GOAL — Please rewrite the items below with "Annotate" switched to "Mark" everywhere it appears, changing nothing else.

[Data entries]
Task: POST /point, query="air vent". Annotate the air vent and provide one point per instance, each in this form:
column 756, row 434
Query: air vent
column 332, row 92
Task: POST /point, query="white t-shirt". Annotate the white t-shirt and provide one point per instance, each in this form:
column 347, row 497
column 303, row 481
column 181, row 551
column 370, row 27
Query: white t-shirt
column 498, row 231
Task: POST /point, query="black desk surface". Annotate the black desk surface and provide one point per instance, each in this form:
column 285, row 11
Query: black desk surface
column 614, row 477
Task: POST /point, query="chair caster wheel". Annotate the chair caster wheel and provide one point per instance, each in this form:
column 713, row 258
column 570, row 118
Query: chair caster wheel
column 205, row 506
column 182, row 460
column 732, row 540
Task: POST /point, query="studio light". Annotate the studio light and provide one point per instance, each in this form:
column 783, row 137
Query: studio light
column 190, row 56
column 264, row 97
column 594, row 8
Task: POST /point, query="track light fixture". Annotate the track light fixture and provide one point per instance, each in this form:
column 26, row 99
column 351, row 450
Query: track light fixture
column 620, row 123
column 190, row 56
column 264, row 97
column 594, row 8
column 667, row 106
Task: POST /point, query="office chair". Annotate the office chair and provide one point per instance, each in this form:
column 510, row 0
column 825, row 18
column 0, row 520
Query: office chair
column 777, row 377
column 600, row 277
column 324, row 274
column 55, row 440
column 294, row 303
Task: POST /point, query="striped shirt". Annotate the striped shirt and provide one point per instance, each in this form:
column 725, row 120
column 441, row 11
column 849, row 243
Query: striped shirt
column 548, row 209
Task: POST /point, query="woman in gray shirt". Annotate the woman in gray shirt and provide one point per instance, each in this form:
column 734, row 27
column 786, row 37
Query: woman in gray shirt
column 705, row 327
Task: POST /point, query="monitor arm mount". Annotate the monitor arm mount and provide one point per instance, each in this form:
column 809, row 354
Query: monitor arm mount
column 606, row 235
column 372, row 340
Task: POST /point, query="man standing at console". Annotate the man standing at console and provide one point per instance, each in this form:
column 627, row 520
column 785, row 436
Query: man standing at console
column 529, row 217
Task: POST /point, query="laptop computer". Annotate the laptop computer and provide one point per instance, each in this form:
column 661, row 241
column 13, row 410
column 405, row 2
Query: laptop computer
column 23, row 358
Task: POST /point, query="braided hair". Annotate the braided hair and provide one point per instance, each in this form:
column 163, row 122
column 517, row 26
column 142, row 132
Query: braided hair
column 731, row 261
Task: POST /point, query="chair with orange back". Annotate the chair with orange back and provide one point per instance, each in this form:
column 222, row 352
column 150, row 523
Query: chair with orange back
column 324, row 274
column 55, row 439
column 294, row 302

REPLY TO THE TASK —
Task: POST /point, query="air vent". Mark the air vent and provide one point per instance, each in this form:
column 756, row 434
Query: air vent
column 332, row 92
Task: POST /point, query="white t-shirt". Mark the white t-shirt and provide one point per instance, each in this form:
column 347, row 497
column 303, row 481
column 181, row 551
column 370, row 27
Query: white t-shirt
column 498, row 231
Task: POST /point, query="black desk surface". Mark the black desk surface and provide one point per instance, each in this form:
column 285, row 11
Query: black desk surface
column 614, row 477
Task: POST /point, query="chair caster wheel". Mark the chair caster wheel and provide one point per instance, each in this form:
column 713, row 258
column 570, row 118
Query: chair caster wheel
column 205, row 506
column 182, row 460
column 732, row 540
Task: POST /point, query="studio light". Mark the studio light and provide one point per instance, each in this form:
column 783, row 137
Query: studio light
column 190, row 56
column 264, row 97
column 594, row 8
Task: POST /point, query="track light fixture". Mark the track light fixture and provide one point per instance, each in this form:
column 26, row 99
column 351, row 450
Query: track light fixture
column 620, row 123
column 190, row 56
column 264, row 97
column 594, row 8
column 667, row 106
Task: POST /point, query="office chair". Mark the office chair and provide one point per instance, each in this form:
column 510, row 0
column 825, row 18
column 0, row 520
Query: office chair
column 777, row 377
column 600, row 277
column 324, row 274
column 55, row 440
column 294, row 303
Task: POST /point, query="striped shirt". Mark the striped shirt and provide one point per instance, each in this form:
column 725, row 120
column 441, row 11
column 849, row 243
Query: striped shirt
column 548, row 209
Task: POST /point, query="woman in gray shirt". Mark the woman in gray shirt and provide one point per instance, each in this form:
column 734, row 27
column 786, row 37
Query: woman in gray shirt
column 705, row 327
Task: POST /point, query="monitor arm mount". Mark the monitor arm mount and provide one point per instance, each in this form:
column 809, row 354
Query: monitor arm mount
column 606, row 235
column 372, row 340
Task: POST /point, query="man standing at console". Mark the man standing at console and provide one point per instance, each in this form:
column 627, row 520
column 785, row 436
Query: man standing at console
column 529, row 217
Task: POST /point, query="laptop computer". Mark the laptop computer and provide one point per instance, each in this form:
column 661, row 241
column 13, row 410
column 405, row 2
Query: laptop computer
column 23, row 358
Task: POST /point, query="braided hair". Mark the braided hair and provide one point per instance, each in this form:
column 163, row 122
column 517, row 26
column 142, row 132
Query: braided hair
column 731, row 261
Task: POST /point, query="chair with orange back". Mark the chair with orange back and provide one point per instance, each in this form:
column 222, row 352
column 150, row 523
Query: chair with orange back
column 324, row 274
column 55, row 439
column 294, row 302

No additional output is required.